## Selected text:
In S1 Appendix of supporting information, we describe other variations and generalizations of this algorithm. For all calculations involving power and Type-1 error rates for our gene-based test, we use ensemble learning variation 1 with the following components: multiple linear regression or logistic regression (for quantitative or case-control traits respectively), support vector machine with linear kernel and random forests with mtry = 1 and ntree = 1000. mtry is the number of SNPs to consider when creating a tree node in a random forest and ntree is the number of trees used in the model. Feature selection is based on the pairwise Pearson’s correlation coefficient between variables and phenotype and we use the top 30% of the variables for constructing prediction models. The “meta-level” learning algorithm is also a random forests algorithm with mtry = 1 and ntree = 1000 and non-linearly combines features as well as initial phenotype predictions.
The choice of mtry was based on testing the random forests algorithm on an empirical dataset from an asthma cohort at the Henry Ford Health System (Details can be found in [19]). We considered a large number of gene-regions from this genotype data and generated predictions for asthma drug (short-acting beta-agonist) response phenotype (a continuous variable) for varying values of mtry. We choose the value that maximized the prediction accuracy (R2) on “out of the bag” samples (i.e. those not used in training) for asthma drug response.
The choice of component algorithms and parameters/settings within the ensemble learning framework is usually guided by the relative prediction accuracy (e.g. R2 or Mean Squared Error between observed and predicted values) for the dataset under consideration. In general, the goal is to maximize the prediction accuracy (or minimize prediction error) while maintaining a reasonable computing time and roughly correct false positive rate. We chose the parameters for each component algorithm (e.g. Random Forests, Support Vector machines) by maximizing the marginal prediction accuracy. However, there are no hard and fast rules for choosing a set of machine learning algorithms and we expect that many different variations under the ensemble learning framework (e.g. see S1 Appendix) will generate valid association tests.

## Try it:
In the passage on the ensemble learning test, what share of the variables is used to construct the prediction models?

## Dataset entries:
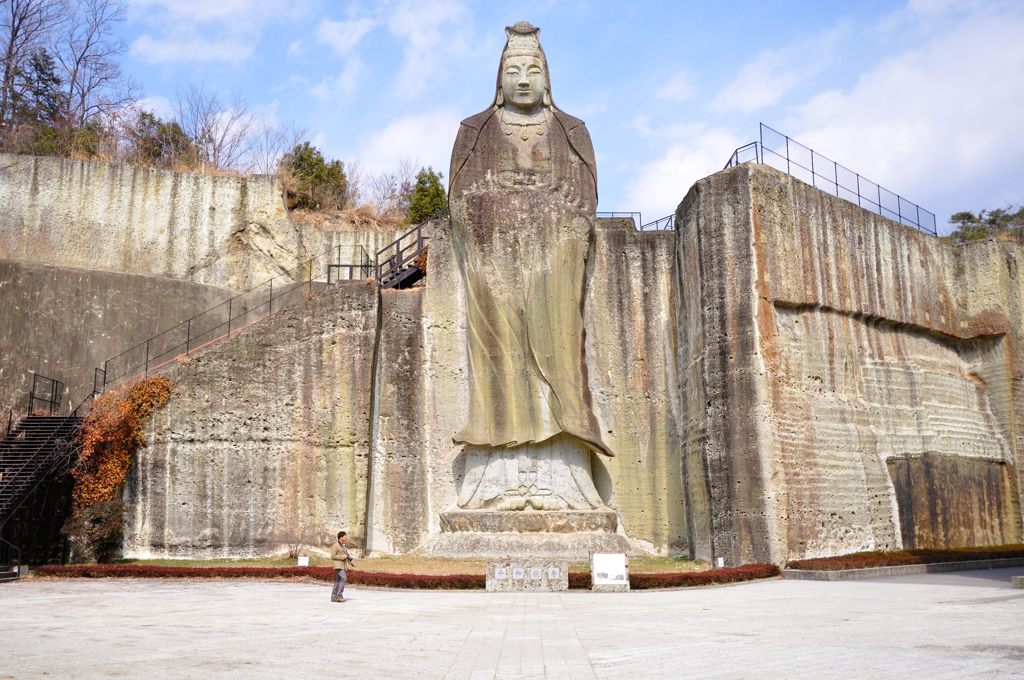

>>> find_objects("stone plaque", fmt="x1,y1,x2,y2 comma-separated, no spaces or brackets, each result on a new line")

--

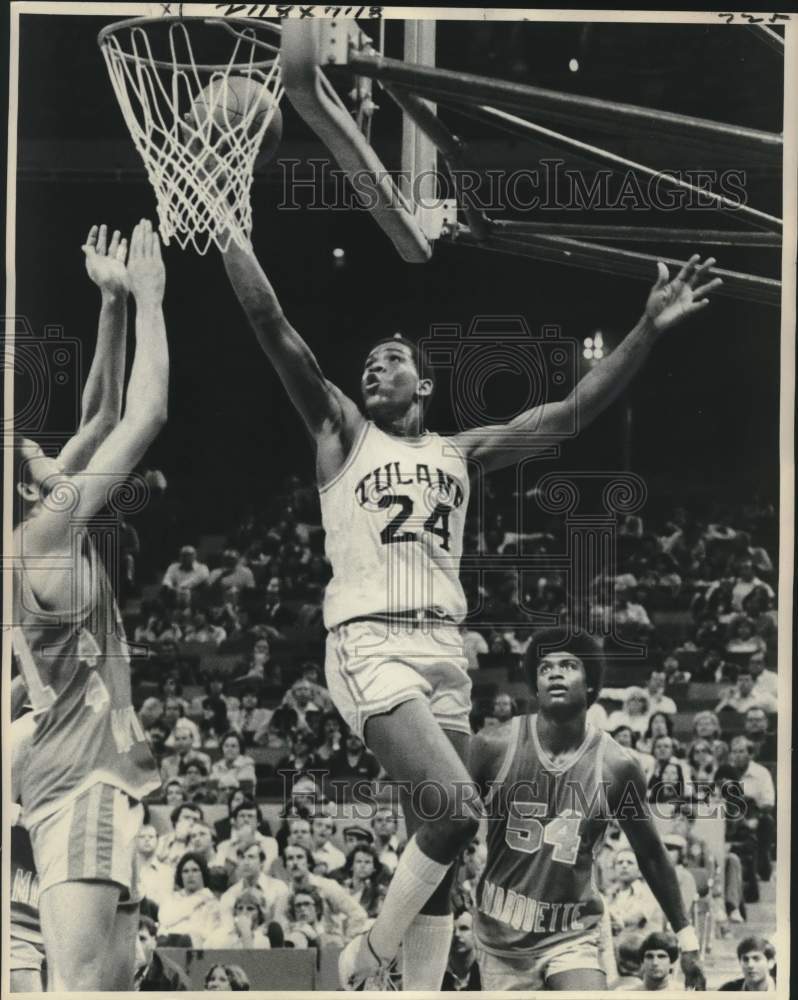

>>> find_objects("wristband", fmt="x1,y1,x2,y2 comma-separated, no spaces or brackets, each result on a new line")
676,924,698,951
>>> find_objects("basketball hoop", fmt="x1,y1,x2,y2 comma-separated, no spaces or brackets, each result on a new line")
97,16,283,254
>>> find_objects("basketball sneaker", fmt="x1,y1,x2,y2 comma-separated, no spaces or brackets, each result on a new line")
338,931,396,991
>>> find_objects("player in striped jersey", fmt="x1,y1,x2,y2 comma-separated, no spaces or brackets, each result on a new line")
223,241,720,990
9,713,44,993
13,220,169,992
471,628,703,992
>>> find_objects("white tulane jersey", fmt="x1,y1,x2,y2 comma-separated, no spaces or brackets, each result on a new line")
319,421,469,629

==

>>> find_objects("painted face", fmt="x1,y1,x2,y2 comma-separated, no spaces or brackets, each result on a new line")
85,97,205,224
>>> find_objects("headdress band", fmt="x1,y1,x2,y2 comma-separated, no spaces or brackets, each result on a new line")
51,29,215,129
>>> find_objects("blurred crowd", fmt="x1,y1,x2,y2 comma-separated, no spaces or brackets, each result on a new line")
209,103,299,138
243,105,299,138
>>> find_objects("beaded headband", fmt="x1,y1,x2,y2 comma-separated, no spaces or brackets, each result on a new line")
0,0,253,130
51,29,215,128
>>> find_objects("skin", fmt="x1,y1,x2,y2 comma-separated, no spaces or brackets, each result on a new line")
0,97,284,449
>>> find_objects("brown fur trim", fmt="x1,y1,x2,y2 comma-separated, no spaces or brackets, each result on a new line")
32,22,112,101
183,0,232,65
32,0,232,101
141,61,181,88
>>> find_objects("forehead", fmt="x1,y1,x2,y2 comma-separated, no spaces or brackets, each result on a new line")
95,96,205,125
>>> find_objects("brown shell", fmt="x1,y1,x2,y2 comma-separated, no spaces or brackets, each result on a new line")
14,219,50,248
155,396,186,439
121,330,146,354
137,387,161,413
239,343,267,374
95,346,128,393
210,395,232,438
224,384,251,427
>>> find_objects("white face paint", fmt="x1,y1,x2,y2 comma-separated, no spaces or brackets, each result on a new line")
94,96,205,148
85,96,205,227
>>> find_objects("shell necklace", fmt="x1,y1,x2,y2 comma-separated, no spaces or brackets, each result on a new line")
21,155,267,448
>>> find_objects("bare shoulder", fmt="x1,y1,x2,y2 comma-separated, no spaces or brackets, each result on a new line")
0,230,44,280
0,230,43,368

## Solution for this problem:
The top 30% of the variables, ranked by pairwise Pearson's correlation coefficient with the phenotype.